> PASSAGE SHOWN:

┌──

In a recent post about my highlights of Ireland, I shared how Irish food took me by surprise—in the most delicious of ways. Let’s face it: visitors don’t make the journey to the Emerald Isle for its cuisine.
But they should.
The days of a ho-hum, meat-and-potato diet are long gone and have made way for a burgeoning food culture that continues to reinvent itself throughout the country. From Dublin to the counties of Clare and Kerry, my stomach was led to restaurant tables where I stuffed myself silly with Ireland’s best culinary offerings that today are proudly traditional yet innovative.
First, a word about sodium: What immediately satisfied me was its moderate use. Our North American obsession with all things salty is both unhealthy and an assault on our taste buds, yet we’ve normalized it as a dominant feature of our food culture. It’s no wonder so many visitors describe Irish food as bland—they’re simply high on sodium. But kick the addiction and the meals’ natural flavours shine.
As I tasted my way through Ireland, I indulged in traditional favourites. And what better way to start than with a full Irish breakfast complete with baked beans and blood sausage, a.k.a. black pudding? My personal preference, it turns out, is white pudding but its blood version is worth trying at least once.
Nearly all my meals, both traditional and contemporary, were consistent in its theme: they were prepared with a deep connection to the land. Chefs honour the island’s local bounties and artisan food producers to give diners a true farm-to-table experience. Ireland’s defining foods—dairy, lamb, beef, seafood and, of course, more variations of the potato than you can ever imagine—are featured on menus from coast to coast. (For more on the spud, see my post about how Ireland taught me to respect the potato).
In Killarney, I dined in the lap of luxury at The Garden Room Restaurant in The Malton, a Victorian landmark hotel about to celebrate its 160th birthday. Executive chef Stephen O’Leary sources his ingredients from local suppliers but also oversees the restaurant’s herb and vegetable garden on the grounds of the hotel to serve memorable, classical dishes.
It was here where I was introduced to samphire, a mineral-rich sea vegetable that I’d consume religiously if only it was available in my home city. Making an appearance with more regularity on Irish menus, it adds an earthy, scrumptious texture to seafood.
The award-winning Farmgate Café located above the historic English Market is a highlight for food-loving visitors seeking a unique experience. Using fresh, local produce delivered directly from the food stalls downstairs, the Farmgate team serves up rustic, quintessentially Irish fare that’s simple but no less inspiring.

└──

> TO-DO LIST:
A – Sum up the Irish food post in two sentences.
B – According to the Irish food post, why do so many visitors describe Irish food as bland? Answer in one to three sentences.

> DATA ENTRIES:
┌──

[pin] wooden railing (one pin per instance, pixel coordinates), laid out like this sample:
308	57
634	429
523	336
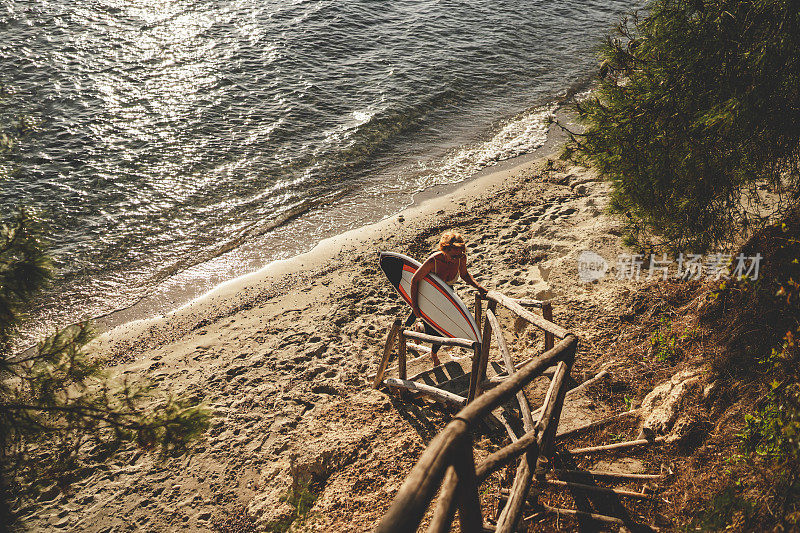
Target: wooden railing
448	461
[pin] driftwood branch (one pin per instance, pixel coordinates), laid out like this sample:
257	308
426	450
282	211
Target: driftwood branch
593	488
433	392
618	446
599	423
602	473
444	341
592	516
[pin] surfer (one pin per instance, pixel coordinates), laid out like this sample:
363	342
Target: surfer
448	263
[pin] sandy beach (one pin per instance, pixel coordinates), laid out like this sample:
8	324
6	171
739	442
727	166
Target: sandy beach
282	357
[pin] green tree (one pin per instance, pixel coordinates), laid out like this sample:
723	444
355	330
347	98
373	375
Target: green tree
698	105
57	405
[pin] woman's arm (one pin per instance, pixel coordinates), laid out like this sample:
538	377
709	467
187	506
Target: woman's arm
466	276
419	275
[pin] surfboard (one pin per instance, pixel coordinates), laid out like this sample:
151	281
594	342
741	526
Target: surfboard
439	305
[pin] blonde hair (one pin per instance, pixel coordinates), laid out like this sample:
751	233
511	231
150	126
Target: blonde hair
452	239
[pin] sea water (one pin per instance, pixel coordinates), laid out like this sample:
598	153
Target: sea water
198	140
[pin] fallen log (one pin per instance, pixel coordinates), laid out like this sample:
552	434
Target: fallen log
436	394
618	446
594	488
598	423
594	516
602	473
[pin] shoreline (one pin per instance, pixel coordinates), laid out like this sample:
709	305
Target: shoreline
146	318
282	358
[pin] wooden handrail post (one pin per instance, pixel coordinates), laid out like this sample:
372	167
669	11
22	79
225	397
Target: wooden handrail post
547	313
387	351
446	504
401	355
469	505
509	517
487	343
476	363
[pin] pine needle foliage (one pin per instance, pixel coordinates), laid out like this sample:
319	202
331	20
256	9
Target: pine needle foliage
697	107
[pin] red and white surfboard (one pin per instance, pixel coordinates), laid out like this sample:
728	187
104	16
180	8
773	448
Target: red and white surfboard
440	306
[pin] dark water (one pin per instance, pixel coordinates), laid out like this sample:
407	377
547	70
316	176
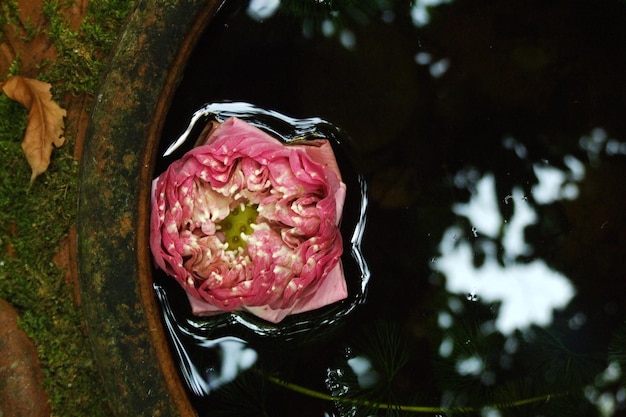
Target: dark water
493	141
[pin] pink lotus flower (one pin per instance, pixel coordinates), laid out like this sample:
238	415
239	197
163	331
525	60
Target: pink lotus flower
247	223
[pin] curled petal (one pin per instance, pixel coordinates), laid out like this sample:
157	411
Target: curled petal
247	223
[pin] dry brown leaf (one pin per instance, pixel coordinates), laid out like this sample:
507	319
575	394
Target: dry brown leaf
45	120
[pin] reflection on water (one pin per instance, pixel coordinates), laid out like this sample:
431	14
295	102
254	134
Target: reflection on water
527	292
493	141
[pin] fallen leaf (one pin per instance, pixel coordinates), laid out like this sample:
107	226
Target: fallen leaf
45	120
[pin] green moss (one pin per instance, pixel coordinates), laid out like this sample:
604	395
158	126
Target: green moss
82	52
35	219
32	223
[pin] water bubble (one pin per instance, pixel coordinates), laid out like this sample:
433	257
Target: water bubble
471	296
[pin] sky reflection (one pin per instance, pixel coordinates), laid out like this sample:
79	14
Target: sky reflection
527	293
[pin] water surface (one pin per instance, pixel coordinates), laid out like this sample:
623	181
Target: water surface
492	137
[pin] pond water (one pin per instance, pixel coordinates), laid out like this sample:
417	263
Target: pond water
492	138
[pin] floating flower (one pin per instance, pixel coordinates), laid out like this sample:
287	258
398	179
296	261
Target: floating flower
245	222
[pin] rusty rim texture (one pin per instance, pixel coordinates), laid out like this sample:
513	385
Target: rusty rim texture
114	262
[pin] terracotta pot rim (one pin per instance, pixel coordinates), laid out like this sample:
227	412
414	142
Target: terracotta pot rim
114	262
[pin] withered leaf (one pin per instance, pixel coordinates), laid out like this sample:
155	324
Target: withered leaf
45	120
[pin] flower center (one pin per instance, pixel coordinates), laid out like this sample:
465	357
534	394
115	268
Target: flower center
239	221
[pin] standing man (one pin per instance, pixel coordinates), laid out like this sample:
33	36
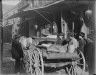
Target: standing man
82	42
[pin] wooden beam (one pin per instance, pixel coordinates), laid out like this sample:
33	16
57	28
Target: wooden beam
1	37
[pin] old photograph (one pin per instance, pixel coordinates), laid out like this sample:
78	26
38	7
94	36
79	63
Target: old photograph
47	37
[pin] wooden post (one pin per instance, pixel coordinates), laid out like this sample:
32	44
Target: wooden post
95	34
1	37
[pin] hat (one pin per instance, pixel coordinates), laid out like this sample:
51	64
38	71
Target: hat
71	34
82	34
16	36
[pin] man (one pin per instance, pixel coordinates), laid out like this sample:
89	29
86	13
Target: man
17	52
82	42
45	31
73	43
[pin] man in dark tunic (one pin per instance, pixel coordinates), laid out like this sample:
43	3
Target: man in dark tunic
82	42
17	52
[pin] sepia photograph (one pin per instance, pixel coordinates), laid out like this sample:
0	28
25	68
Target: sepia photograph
47	37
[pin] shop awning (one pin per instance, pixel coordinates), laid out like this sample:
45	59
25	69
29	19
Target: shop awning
54	7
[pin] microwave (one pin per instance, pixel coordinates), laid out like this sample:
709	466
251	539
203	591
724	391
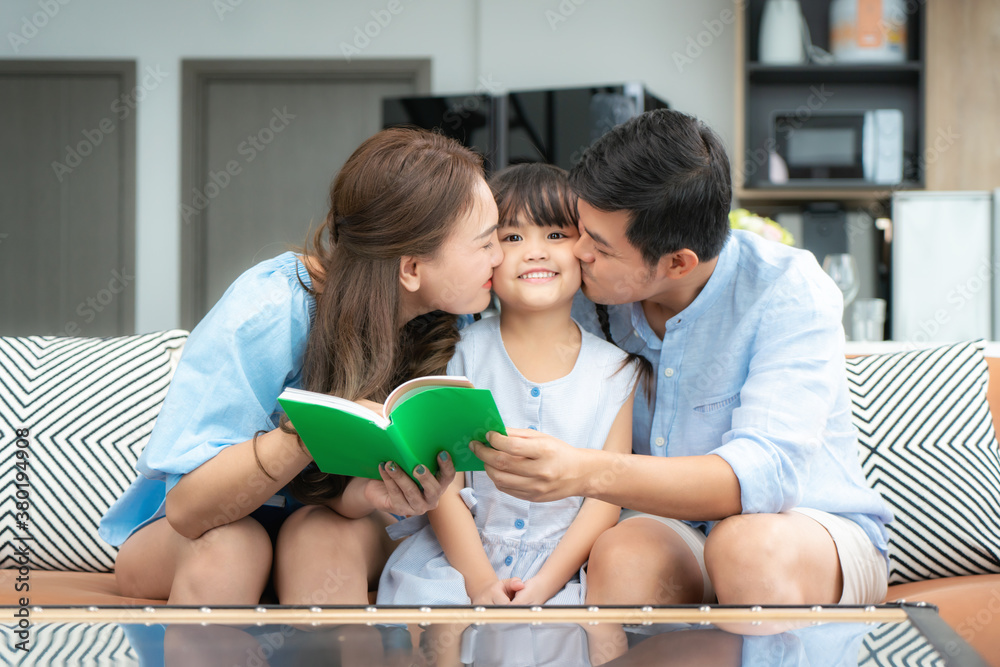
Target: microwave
841	146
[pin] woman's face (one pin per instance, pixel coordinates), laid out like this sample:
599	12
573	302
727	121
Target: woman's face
458	279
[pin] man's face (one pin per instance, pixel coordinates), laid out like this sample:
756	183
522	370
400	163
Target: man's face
613	270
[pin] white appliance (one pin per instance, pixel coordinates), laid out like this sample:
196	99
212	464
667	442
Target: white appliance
882	146
782	36
863	146
945	252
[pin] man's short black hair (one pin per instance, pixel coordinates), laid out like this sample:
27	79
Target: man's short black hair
671	173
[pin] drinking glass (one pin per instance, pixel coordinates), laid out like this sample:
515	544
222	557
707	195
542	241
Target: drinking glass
844	271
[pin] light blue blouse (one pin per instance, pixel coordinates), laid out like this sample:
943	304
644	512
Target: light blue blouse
753	370
249	347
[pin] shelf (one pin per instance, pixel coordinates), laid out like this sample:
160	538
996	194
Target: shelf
908	72
864	197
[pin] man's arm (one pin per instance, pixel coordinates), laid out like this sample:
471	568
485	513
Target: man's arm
539	467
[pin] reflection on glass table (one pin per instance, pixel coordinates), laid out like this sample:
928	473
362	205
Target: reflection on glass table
908	636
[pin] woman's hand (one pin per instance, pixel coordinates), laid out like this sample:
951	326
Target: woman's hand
534	466
371	405
398	494
499	592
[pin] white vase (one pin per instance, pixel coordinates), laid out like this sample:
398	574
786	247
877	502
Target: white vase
781	40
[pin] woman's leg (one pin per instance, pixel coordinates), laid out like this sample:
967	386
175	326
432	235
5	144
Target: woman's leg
643	561
229	564
323	558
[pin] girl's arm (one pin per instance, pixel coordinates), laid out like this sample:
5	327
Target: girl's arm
459	538
594	518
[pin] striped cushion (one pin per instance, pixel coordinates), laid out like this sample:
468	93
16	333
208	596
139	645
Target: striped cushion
90	644
88	405
927	445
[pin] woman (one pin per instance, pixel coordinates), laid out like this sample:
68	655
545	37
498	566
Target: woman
408	244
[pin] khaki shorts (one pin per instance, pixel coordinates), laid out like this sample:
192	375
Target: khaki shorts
865	569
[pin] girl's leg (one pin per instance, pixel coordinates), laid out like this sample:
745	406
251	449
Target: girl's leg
323	558
227	565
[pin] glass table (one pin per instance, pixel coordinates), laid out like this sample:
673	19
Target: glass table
898	634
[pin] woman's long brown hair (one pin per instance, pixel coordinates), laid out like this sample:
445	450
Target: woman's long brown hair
400	193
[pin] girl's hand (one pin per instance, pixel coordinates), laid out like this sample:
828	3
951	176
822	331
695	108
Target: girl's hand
531	594
398	494
500	592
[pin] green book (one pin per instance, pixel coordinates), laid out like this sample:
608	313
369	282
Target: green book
420	418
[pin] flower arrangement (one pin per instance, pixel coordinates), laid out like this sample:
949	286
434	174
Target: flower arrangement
741	218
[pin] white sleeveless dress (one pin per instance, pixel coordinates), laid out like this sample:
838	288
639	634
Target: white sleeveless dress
518	535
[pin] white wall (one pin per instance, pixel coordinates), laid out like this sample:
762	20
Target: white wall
512	44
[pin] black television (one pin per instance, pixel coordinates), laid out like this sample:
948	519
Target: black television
550	125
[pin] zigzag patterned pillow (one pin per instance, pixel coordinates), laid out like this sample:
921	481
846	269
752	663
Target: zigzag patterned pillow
90	644
927	445
88	405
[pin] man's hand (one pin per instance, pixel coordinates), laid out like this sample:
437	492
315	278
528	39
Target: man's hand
499	592
534	466
398	494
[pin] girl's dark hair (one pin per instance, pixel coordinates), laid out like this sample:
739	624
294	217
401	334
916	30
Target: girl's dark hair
540	194
534	192
644	368
400	193
671	173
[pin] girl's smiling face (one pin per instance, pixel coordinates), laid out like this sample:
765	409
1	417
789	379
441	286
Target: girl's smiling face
539	270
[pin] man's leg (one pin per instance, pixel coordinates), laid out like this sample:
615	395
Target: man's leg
647	560
784	558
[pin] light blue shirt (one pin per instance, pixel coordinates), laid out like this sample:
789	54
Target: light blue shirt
753	370
248	348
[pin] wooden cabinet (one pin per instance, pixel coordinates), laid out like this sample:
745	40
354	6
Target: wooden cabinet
962	135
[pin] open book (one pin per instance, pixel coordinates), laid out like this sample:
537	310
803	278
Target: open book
419	419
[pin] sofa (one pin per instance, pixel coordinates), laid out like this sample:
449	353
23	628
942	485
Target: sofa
80	410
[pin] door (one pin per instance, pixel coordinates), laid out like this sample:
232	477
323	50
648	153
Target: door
67	198
265	140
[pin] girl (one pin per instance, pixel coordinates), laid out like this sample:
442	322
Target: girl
483	546
409	241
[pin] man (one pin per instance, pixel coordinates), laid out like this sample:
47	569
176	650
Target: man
747	433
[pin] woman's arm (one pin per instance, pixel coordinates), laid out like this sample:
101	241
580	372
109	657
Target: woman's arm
231	484
459	538
594	518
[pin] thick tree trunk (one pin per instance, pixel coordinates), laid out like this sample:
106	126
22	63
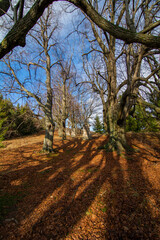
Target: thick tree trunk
49	133
86	132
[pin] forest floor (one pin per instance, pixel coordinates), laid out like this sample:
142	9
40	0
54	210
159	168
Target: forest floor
80	191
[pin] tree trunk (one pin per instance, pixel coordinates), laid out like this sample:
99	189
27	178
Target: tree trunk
117	137
64	129
49	132
86	132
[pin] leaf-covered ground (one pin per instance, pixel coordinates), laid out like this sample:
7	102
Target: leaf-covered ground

└──

> ANSWERS FOR THE TASKS:
A – The writer was pleasantly surprised by Irish food, describing a food culture that has moved past a plain meat-and-potato diet to dishes that are traditional yet innovative, with a moderate use of salt that lets natural flavors shine. Nearly all the meals showed a deep connection to the land, with chefs relying on local produce at places such as The Garden Room Restaurant in Killarney, where the writer first tried samphire, and the Farmgate Café above the English Market.

B – The post says these visitors are accustomed to the heavy salt of North American food, which it calls an obsession and an addiction. Irish cooks use sodium only moderately, so once that habit is broken, the meals' natural flavors come through.